Task statement: In the entries below, the line with "out the weathered" marks the start. Return it and every following line exactly, ending with the last.

Extracted records:
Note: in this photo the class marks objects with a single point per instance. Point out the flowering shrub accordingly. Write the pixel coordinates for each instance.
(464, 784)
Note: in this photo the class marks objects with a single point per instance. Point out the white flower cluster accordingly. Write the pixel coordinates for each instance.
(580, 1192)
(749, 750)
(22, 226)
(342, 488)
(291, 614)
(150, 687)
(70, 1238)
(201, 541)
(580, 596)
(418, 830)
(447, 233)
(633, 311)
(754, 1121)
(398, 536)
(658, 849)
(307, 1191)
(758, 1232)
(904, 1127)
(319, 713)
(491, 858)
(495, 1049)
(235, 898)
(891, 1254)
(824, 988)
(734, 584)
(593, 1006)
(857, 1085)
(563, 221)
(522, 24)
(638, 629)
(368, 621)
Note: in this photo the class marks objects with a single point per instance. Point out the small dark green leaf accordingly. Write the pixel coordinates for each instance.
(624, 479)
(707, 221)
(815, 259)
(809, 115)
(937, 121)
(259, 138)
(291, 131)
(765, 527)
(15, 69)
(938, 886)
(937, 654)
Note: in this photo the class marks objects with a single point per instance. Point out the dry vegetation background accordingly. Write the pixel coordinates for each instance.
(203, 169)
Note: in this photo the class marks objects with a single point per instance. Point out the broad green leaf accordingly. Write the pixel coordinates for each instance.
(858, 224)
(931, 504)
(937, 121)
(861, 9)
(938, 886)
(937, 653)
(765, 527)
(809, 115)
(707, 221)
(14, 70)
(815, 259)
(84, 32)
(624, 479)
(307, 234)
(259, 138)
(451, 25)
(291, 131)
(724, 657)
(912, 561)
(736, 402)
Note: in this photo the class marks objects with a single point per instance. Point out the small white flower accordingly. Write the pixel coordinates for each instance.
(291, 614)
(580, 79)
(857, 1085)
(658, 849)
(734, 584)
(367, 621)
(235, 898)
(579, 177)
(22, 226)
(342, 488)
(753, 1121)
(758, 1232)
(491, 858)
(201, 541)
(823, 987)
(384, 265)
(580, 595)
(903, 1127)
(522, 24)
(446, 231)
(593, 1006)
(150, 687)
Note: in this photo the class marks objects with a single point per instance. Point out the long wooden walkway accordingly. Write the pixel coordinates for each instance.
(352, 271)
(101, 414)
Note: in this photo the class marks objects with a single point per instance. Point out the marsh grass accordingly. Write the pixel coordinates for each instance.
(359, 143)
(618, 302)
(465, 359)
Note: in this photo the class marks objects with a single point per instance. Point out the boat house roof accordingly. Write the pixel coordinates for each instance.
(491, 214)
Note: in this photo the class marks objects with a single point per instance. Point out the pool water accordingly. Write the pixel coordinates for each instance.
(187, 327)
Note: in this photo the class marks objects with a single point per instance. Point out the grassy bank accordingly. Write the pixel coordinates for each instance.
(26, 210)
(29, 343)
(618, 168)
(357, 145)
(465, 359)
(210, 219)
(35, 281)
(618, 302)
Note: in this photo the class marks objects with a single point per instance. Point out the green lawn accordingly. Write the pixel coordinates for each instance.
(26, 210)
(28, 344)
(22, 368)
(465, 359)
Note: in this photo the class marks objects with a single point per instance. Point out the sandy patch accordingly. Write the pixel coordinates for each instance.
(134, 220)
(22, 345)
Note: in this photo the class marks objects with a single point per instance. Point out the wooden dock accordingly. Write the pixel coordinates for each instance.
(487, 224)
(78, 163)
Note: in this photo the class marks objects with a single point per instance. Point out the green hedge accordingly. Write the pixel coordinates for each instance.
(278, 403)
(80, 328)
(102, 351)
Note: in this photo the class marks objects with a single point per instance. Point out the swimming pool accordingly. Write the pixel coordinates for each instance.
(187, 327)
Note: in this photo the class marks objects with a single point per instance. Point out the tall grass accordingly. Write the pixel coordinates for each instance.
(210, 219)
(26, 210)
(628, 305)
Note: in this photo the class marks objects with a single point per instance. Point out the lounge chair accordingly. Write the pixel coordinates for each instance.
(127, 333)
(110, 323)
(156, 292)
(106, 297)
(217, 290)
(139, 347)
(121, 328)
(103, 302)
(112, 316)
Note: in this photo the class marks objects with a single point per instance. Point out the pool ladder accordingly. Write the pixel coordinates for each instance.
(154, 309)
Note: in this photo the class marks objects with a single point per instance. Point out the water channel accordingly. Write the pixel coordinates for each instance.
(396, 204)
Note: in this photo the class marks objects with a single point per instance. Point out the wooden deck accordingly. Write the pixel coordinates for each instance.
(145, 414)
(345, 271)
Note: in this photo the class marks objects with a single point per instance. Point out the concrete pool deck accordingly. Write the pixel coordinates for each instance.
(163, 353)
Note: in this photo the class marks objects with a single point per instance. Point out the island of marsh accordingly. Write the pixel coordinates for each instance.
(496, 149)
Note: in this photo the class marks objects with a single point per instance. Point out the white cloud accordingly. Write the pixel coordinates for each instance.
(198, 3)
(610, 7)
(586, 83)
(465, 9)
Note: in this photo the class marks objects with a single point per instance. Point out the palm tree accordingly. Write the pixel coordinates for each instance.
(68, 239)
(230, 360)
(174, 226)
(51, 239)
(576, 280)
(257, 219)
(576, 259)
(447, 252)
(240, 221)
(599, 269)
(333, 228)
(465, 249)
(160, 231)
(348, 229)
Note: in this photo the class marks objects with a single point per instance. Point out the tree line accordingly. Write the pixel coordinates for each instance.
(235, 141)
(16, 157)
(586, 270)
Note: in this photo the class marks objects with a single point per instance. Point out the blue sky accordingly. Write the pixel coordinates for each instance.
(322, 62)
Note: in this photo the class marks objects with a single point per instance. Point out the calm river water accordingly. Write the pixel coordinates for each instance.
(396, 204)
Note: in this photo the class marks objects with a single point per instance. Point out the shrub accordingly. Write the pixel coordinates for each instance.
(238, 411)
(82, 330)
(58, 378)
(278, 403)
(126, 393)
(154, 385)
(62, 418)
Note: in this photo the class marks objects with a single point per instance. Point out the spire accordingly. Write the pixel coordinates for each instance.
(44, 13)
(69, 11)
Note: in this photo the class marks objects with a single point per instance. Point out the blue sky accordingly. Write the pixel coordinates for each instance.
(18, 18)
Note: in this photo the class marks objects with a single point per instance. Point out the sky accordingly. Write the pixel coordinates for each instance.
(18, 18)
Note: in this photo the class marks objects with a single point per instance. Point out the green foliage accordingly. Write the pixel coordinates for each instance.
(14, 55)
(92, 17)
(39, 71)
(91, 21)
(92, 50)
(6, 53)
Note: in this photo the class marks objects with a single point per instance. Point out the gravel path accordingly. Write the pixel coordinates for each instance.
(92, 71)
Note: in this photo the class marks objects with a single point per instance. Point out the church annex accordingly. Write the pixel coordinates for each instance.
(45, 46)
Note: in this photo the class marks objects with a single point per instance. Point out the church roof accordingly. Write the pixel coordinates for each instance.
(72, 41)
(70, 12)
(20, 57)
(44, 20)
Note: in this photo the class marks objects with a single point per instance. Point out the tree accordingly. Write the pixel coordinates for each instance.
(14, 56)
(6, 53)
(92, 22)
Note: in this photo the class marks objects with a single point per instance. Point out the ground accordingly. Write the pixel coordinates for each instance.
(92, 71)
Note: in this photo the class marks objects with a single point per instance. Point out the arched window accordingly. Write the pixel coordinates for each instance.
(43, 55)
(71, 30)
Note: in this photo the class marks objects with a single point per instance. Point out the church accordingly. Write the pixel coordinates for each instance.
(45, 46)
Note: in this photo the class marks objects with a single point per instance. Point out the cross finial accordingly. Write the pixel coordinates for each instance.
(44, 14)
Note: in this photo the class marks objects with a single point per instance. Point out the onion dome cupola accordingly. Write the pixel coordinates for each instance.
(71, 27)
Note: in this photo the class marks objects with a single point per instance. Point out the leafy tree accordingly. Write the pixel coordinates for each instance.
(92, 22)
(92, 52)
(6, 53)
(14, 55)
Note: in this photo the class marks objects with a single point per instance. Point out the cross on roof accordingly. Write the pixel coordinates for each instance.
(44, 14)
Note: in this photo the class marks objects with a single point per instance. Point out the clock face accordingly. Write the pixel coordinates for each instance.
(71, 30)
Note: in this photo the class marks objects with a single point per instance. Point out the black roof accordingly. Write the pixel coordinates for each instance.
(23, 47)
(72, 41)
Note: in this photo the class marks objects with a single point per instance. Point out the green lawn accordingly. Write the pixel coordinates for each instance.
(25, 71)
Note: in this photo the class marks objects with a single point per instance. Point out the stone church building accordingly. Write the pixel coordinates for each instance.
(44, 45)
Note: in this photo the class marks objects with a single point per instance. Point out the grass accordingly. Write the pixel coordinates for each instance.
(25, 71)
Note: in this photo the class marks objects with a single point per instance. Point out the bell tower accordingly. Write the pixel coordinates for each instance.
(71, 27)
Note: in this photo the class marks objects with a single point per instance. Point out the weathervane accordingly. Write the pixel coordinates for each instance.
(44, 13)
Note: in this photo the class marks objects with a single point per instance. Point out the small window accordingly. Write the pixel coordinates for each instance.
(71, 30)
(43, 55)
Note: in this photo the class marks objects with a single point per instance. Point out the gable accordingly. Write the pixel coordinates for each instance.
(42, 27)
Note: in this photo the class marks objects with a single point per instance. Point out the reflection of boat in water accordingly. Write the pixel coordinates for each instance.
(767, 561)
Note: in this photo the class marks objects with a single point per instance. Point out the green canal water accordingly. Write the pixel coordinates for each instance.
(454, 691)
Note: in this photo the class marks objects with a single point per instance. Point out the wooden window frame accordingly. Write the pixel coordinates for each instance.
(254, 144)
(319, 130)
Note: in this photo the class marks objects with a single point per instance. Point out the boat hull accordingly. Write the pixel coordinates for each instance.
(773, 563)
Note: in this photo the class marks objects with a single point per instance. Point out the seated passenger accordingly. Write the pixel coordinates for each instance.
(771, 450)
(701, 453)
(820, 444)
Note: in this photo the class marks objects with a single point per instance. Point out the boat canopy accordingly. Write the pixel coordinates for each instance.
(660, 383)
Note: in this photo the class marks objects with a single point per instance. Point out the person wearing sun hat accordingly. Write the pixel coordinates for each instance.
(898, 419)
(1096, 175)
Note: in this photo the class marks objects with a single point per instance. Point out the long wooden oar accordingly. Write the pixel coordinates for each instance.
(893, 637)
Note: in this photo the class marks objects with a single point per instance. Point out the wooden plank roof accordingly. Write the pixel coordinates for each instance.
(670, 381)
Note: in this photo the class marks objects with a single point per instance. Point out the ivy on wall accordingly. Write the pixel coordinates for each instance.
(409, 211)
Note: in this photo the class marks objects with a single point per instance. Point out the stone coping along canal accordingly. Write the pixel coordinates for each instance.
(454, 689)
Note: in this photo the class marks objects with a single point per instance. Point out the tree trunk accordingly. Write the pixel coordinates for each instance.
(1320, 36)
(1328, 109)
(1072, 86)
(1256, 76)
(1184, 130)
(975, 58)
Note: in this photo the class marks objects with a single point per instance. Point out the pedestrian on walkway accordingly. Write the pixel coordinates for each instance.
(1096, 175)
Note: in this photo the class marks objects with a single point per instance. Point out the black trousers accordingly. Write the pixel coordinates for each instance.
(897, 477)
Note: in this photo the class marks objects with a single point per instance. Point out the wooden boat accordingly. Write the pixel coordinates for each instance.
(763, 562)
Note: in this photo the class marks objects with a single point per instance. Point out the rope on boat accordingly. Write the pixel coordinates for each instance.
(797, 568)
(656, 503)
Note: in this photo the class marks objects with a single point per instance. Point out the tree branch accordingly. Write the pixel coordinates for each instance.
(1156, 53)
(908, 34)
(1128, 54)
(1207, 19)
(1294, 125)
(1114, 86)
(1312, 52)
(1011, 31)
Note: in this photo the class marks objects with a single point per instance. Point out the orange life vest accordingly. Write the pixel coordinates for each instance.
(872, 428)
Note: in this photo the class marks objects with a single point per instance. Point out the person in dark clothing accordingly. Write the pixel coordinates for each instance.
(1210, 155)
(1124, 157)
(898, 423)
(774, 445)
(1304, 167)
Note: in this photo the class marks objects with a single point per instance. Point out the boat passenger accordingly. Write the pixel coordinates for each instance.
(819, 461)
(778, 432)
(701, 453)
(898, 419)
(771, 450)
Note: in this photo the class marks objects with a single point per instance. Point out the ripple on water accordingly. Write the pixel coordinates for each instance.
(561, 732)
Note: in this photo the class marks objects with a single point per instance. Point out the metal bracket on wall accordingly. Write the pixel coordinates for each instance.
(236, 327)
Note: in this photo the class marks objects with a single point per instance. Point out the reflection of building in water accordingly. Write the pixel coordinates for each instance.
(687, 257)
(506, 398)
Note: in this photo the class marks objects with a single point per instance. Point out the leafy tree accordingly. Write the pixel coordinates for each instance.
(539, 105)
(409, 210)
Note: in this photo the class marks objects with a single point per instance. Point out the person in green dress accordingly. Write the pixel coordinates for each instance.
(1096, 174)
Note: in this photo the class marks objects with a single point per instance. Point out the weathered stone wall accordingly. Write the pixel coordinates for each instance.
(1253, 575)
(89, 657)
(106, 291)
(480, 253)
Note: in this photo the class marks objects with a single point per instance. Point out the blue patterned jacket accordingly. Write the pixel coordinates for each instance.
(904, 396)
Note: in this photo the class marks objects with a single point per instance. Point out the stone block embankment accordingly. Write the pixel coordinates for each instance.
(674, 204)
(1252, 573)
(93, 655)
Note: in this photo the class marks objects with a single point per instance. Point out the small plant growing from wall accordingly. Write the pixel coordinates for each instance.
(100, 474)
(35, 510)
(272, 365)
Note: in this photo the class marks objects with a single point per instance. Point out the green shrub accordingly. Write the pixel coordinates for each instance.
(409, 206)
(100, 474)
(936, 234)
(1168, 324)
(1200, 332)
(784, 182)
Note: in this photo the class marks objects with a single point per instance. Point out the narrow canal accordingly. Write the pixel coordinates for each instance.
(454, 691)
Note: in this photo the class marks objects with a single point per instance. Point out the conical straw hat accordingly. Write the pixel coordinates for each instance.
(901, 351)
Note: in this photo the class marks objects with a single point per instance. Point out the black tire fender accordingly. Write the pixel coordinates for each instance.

Exercise answer:
Note: in this photo the class marks objects with a single point per instance. Point out the weathered stone wall accordingly. Write the pixel coordinates for each instance.
(1253, 575)
(89, 657)
(106, 291)
(480, 253)
Note: in this photo the class marks objects with a single point per instance. Point out the blue patterned jacket accordingly. Write the pixel coordinates for each instance.
(904, 396)
Note: in this photo the class marks objects with a single point per instance. Point out the stone block embankment accordingly. Write the pixel coordinates for each instance.
(674, 204)
(1252, 573)
(93, 655)
Note: in this photo the class marks objects with a single point per instance. Point out the small plant growing from wall accordingly. Write the pixel coordinates for each instance.
(100, 474)
(35, 510)
(272, 365)
Note: in this photo the class marks objects with a single point per instance. Point out the green shrub accordingly. Write the pixel coordinates for each instance.
(409, 206)
(100, 474)
(936, 234)
(1168, 324)
(1200, 332)
(784, 182)
Note: in this photo the class marks objects with a single point per instance. Point out the narrow canal accordingly. Write the pixel coordinates for each instance.
(454, 691)
Note: in this photo the class marks objects with a single point per instance. Point out the conical straw hat accordingly. Write the pixel coordinates for each instance.
(901, 351)
Note: in this photo the class marks objects with a single point per instance. Point out the black tire fender accordingly. Write the pixel coordinates for each instance.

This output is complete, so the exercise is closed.